TRAVAIL À FAIRE:
Recopiez tel quel le passage de l’audition qui va de « M. Jean-Marie LEBRAUD : Il » à « tout nouvellement venu. ».

EXTRAIT:
####################

Sujet : DPS

Audition de : Jean-Marie Lebraud

En qualité de : ancien responsable du DPS de Bretagne

Par : Commission d’enquête parlementaire sur le DPS, Assemblée nationale (France)

Le : 6 avril 1999

Présidence de M. Michel SUCHOD, Vice-Président

M. Jean-Marie Lebraud est introduit.

M. le Président lui rappelle que les dispositions législatives relatives aux commissions d’enquête lui ont été communiquées. A l’invitation du Président, M. Jean-Marie Lebraud prête serment.

M. Jean-Marie LEBRAUD : J’ai pris des responsabilités au sein du DPS, car, j’appartenais au Front National depuis 1984. On m’a demandé de trouver, parmi les militants, des volontaires pour accompagner, soit les meetings, soit des réunions.

Je suis passé responsable DPS départemental, du département du Finistère, où j’habitais et suis ensuite devenu responsable régional. Telle est l’évolution que tout un chacun peut connaître au sein de notre mouvement.

Nous sommes toujours entourés de militants bénévoles qui viennent nous aider dans nos missions de maintien de l’ordre des meetings ou des réunions, de même que celles plus importantes qui accueillent le Président ou des élus départementaux.

M. le Président : L’actuel responsable de la DPS est officiellement M. Marc Bellier ?

M. Jean-Marie LEBRAUD : Il assure une autre responsabilité près du Président. Il est dernièrement entré au cabinet du Président et en dépend directement. Nous avons un directeur national, M. Jean-Pierre Chabrut.

M. le Président : Il est tout nouvellement venu.

M. Jean-Marie LEBRAUD : Oui, il remplace M. Bernard Courcelle.

M. le Président : On considère que vous êtes, de facto, le nouveau n°1 de la DPS.

####################

(Lignes de données d’annotation de cadres)
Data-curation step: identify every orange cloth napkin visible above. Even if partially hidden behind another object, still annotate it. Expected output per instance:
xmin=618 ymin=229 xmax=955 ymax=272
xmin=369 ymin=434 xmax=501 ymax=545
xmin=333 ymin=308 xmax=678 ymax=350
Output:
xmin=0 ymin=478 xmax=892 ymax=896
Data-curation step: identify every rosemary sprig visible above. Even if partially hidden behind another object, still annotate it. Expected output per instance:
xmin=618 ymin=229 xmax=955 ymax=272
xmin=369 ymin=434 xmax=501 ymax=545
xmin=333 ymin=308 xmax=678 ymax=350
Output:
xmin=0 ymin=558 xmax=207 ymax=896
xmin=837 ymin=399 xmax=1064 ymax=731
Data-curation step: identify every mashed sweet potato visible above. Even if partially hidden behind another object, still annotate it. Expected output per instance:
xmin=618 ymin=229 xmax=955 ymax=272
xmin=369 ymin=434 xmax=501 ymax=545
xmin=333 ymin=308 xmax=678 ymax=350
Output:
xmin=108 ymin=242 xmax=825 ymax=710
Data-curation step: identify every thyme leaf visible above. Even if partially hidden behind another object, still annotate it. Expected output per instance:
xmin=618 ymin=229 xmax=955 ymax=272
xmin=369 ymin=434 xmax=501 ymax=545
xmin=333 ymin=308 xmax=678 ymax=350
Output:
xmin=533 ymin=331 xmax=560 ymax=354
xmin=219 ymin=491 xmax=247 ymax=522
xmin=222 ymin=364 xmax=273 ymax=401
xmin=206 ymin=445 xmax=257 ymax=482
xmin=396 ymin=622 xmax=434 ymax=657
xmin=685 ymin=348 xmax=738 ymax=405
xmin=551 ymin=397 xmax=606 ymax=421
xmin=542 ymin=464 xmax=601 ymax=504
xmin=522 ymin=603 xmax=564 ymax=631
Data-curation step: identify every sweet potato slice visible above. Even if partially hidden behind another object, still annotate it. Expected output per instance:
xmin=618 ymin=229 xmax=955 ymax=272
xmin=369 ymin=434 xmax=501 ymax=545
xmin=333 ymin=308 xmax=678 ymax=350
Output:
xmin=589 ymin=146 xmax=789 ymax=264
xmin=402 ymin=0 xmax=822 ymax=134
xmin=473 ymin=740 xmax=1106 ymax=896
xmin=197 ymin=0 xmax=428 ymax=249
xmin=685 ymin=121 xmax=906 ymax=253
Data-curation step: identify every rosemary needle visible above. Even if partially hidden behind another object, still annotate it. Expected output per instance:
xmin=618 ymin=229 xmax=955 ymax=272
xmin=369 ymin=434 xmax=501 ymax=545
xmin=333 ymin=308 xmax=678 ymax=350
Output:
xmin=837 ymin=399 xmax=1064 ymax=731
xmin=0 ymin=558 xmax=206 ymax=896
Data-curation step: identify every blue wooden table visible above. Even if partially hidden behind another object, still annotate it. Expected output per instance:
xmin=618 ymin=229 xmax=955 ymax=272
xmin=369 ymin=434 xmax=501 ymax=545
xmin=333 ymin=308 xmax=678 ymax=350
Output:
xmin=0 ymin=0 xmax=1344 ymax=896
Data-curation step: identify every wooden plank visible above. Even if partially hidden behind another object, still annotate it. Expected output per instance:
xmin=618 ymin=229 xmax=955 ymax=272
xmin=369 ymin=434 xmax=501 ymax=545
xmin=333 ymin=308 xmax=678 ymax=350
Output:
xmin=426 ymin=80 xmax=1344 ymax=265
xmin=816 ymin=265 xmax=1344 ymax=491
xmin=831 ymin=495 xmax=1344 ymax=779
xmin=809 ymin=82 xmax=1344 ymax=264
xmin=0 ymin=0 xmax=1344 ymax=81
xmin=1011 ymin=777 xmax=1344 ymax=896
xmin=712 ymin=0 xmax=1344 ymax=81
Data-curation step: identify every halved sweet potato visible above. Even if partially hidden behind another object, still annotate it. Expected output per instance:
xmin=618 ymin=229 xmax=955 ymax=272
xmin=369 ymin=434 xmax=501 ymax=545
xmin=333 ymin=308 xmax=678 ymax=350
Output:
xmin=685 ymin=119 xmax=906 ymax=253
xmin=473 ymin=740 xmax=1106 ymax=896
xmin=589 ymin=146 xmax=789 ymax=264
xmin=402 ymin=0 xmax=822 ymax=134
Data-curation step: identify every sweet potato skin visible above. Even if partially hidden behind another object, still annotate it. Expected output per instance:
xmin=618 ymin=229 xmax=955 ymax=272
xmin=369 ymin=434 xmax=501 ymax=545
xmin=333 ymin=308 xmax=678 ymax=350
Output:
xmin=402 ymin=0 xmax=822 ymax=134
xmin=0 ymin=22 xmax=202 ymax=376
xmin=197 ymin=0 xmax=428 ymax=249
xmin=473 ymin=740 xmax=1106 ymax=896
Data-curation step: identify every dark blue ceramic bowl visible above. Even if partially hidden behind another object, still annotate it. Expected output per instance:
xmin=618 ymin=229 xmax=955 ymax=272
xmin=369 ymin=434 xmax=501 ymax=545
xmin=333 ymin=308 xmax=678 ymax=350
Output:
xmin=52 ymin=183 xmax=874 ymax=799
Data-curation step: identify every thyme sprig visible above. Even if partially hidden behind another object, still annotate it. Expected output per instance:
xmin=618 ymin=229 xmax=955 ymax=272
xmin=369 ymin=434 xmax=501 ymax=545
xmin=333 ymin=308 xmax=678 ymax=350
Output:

####################

CORRIGÉ:
M. Jean-Marie LEBRAUD : Il assure une autre responsabilité près du Président. Il est dernièrement entré au cabinet du Président et en dépend directement. Nous avons un directeur national, M. Jean-Pierre Chabrut.

M. le Président : Il est tout nouvellement venu.